(Tareas escritas):
1. Indica si cada afirmación concuerda con el fragmento sobre Anita Roddick. Responde sí o no y cita textualmente las palabras que lo deciden: (a) Un banco le negó el crédito a Anita y después se lo concedió a su marido con los mismos papeles. (b) Anita vendía sus productos con mucha publicidad. (c) Gordon regresó de su viaje después de que muriera su caballo en Bolivia.
2. Responde brevemente, según el fragmento sobre Anita Roddick, estas preguntas:
(a) ¿Qué ciudades quería unir Gordon a caballo?
(b) ¿En qué año llegaron las acciones de la compañía a la bolsa de Londres?
(c) ¿Cuántas tiendas se abrían en promedio por mes cinco años después de la primera?
3. Copia sin cambios el pasaje del fragmento sobre Anita Roddick comprendido entre "La primera gran" y "de sus tiendas.", ambos incluidos.
╭─ Fragmento citado
La familia conformada por Anita, Gordon Roddick y sus dos hijos, vivía bien pero no le sobraba nada. Un día, el excéntrico Gordon reunió a todos y les comunicó (sin lugar para los reproches) que había tomado la decisión de cumplir su viejo sueño de unir Buenos Aires con Nueva York a caballo. Como nadie podía alterar una medida que ya había sido tomada unilateralmente, Anita se preocupó por el porvenir de ella y de sus hijos en la ausencia de su esposo.
Fue así como sin saber demasiado bien lo que estaba haciendo, decidió abrir un localcito de cosméticos, para poder sobrevivir. “Me volqué a ese ramo más por bronca que otra cosa. Estaba harta de los cosméticos carísimos en envases de lujo, con fotos de chicas de 16 años en los productos antiarrugas para mujeres de 50″, cuenta entre sonrisas.
La primera gran frustración fue producto de la discriminación, que Anita vivió en carne propia. Sucedió que un banco le rechazó el crédito que necesitaba, y días más tarde se lo aceptó a su marido, que llevó exactamente los mismos papeles que ella. En 1976, más que ahora, no era lo mismo ser hombre que mujer.
Un poco por falta de recursos y otro poco por convicción filosófica, Anita decidió vender sus productos en envases discretos, con etiquetas escritas a mano, sin publicidad y a precios muy accesibles, algo que luego llevaría como rasgo característico de sus tiendas.
El crecimiento de las tiendas The Body Shop fue espeluznante. Antes del primer año, Anita ya había abierto su segunda tienda y 5 años después, se abrían un promedio de dos tiendas por mes en distintas ciudades de Europa. En 1984 las acciones de la compañía llegaron a la bolsa de Londres y los Roddick se hicieron multimillonarios. A todo esto, Gordon ya había regresado de su aventura, tras la muerte de su caballo en Bolivia.
╰─
╭─ Lista de registros
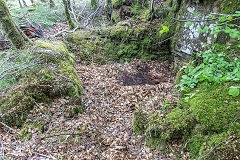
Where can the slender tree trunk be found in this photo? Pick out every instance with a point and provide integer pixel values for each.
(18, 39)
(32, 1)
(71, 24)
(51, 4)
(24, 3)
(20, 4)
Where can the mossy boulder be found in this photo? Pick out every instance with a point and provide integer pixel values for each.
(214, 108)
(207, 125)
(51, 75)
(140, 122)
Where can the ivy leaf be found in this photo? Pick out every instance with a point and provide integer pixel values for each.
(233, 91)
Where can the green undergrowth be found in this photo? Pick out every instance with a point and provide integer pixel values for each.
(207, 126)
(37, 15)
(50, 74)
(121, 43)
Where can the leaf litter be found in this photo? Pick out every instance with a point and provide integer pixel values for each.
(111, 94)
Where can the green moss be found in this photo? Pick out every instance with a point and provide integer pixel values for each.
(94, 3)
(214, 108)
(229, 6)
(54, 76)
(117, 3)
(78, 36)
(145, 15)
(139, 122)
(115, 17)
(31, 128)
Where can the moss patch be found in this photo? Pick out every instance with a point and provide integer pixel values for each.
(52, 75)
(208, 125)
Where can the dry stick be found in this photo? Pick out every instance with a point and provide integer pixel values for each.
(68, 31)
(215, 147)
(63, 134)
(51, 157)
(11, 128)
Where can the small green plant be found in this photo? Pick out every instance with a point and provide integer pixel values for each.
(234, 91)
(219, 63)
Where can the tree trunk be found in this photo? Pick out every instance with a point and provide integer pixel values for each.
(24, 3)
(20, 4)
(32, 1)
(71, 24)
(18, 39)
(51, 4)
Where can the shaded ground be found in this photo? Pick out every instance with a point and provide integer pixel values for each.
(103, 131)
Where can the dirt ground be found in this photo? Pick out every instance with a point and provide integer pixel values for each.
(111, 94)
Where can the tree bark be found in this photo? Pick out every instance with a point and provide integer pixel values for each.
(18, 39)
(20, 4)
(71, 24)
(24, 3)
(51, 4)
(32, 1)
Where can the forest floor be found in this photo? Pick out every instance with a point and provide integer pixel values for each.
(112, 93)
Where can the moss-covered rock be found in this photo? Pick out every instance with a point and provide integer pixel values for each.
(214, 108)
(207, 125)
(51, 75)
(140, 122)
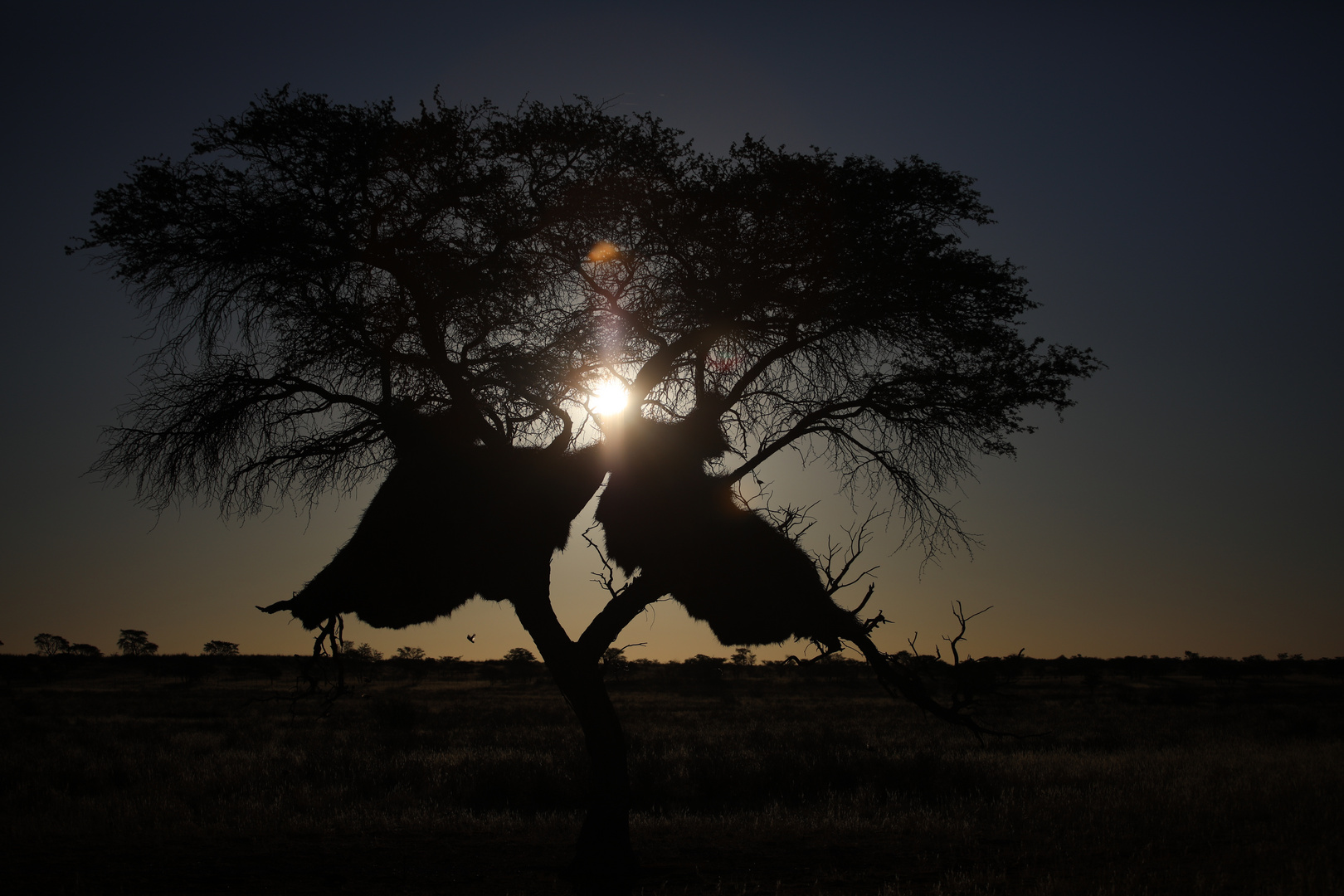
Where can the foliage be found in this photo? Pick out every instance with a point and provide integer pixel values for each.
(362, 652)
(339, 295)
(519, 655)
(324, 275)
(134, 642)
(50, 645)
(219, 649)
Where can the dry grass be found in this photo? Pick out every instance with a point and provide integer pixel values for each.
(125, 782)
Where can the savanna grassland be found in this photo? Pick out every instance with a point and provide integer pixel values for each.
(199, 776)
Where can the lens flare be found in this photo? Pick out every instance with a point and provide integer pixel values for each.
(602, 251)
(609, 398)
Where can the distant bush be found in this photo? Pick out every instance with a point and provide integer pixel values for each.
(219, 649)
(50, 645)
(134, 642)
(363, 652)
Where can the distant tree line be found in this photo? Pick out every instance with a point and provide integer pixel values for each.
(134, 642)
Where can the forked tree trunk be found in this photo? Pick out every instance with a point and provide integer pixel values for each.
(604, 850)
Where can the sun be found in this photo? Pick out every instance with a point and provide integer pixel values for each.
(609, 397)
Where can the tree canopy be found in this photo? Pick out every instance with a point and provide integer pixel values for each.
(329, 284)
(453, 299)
╰─
╭─ Lista de registros
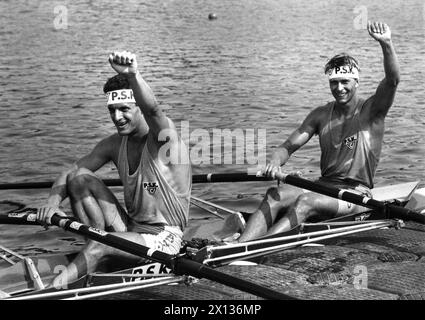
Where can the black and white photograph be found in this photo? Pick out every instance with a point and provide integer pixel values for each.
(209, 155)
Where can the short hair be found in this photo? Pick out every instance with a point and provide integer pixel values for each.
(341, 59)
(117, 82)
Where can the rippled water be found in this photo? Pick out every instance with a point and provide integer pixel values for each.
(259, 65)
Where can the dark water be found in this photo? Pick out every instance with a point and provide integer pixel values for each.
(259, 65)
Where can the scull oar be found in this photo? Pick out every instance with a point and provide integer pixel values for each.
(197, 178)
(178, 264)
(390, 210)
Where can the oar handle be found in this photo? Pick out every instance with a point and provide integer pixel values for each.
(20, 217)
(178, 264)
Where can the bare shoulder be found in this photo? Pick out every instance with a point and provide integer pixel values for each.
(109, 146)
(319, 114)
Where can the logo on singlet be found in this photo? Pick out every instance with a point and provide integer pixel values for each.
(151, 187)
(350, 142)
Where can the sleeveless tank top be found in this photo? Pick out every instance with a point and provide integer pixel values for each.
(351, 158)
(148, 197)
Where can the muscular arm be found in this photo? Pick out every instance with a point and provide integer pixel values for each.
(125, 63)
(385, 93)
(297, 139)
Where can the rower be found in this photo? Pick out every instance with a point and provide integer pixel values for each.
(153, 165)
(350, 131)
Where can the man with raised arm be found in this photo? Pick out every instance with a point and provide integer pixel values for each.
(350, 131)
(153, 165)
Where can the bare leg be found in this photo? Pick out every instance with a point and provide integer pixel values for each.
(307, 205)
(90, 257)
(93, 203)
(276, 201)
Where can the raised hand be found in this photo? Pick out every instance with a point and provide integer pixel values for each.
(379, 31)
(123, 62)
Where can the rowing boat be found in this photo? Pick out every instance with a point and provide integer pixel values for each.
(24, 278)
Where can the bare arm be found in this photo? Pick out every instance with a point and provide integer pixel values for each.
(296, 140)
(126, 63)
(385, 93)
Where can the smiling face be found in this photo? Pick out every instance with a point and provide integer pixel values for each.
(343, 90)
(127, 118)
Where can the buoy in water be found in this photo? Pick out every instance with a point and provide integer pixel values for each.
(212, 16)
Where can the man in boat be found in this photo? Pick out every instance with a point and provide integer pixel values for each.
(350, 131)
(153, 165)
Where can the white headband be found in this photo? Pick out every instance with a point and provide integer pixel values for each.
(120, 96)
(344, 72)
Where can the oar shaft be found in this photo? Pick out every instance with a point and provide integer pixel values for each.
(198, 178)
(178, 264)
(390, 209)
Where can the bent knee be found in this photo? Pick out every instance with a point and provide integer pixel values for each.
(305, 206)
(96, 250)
╰─
╭─ Lista de registros
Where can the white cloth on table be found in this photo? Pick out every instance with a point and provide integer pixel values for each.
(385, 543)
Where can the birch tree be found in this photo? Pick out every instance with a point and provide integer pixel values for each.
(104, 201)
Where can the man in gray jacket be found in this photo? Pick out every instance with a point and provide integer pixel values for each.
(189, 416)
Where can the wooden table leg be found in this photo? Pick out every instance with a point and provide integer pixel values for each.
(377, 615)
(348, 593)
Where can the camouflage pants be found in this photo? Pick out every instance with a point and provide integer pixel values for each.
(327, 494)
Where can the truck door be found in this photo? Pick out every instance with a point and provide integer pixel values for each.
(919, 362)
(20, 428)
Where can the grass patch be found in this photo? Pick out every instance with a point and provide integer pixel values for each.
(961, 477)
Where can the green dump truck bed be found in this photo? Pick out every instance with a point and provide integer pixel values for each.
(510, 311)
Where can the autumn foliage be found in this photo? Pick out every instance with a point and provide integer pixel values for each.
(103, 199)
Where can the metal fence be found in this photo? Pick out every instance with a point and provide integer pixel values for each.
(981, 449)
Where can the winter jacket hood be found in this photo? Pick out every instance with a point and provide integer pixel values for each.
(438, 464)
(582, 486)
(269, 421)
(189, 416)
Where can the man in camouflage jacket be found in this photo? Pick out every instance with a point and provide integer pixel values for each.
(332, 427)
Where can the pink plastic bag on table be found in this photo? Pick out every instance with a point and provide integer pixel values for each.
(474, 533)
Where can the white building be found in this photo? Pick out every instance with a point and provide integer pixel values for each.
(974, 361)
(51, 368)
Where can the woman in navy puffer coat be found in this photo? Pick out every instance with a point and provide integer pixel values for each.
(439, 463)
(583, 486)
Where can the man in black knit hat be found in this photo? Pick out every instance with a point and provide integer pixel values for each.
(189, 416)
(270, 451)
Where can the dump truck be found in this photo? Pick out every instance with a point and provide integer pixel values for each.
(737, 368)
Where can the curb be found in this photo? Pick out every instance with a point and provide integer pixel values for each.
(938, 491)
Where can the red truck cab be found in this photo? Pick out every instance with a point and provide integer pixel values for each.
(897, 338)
╰─
(Resultados por tarea):
1.
(a) Sí: "un banco le rechazó el crédito que necesitaba, y días más tarde se lo aceptó a su marido, que llevó exactamente los mismos papeles que ella"
(b) No: "sin publicidad"
(c) Sí: "Gordon ya había regresado de su aventura, tras la muerte de su caballo en Bolivia"

2.
(a) Buenos Aires y Nueva York.
(b) En 1984.
(c) Dos.

3.
La primera gran frustración fue producto de la discriminación, que Anita vivió en carne propia. Sucedió que un banco le rechazó el crédito que necesitaba, y días más tarde se lo aceptó a su marido, que llevó exactamente los mismos papeles que ella. En 1976, más que ahora, no era lo mismo ser hombre que mujer.
Un poco por falta de recursos y otro poco por convicción filosófica, Anita decidió vender sus productos en envases discretos, con etiquetas escritas a mano, sin publicidad y a precios muy accesibles, algo que luego llevaría como rasgo característico de sus tiendas.